(Dataset excerpts on object pointing)

===

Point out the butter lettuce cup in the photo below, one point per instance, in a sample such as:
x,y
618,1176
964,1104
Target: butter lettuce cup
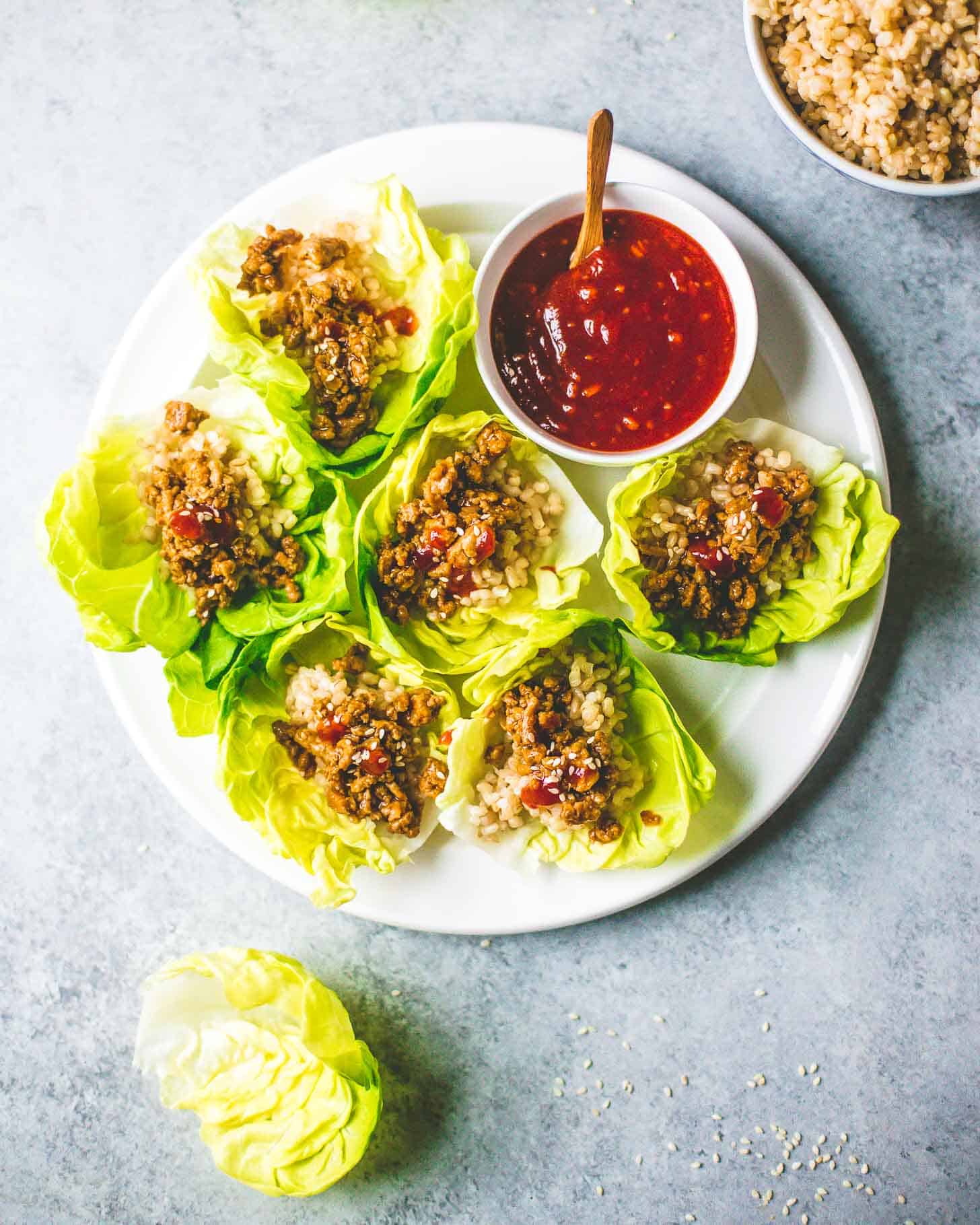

===

Show each line of the entries above that contains the string "butter", matching case exactly.

* The reply *
Point out the butter lettuce cup in the photo below, one point per instance, in a sample such as:
Target: butter lettuce cup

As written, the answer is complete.